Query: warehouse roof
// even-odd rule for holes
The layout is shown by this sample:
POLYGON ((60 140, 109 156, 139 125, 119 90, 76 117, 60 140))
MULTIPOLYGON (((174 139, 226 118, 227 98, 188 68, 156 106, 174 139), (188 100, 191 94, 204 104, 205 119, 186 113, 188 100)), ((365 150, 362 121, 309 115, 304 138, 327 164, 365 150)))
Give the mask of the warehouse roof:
◇ ◇ ◇
Copy out the six lines above without changing anything in them.

Query: warehouse roof
// even-odd rule for holes
The layout is shown by this sample:
POLYGON ((60 140, 109 156, 139 125, 119 90, 76 117, 60 140))
MULTIPOLYGON (((174 139, 226 118, 227 98, 188 68, 156 106, 174 139), (188 100, 191 94, 204 104, 205 119, 186 113, 188 100)), ((365 150, 362 121, 309 115, 304 138, 327 164, 365 150)))
Give the mask of the warehouse roof:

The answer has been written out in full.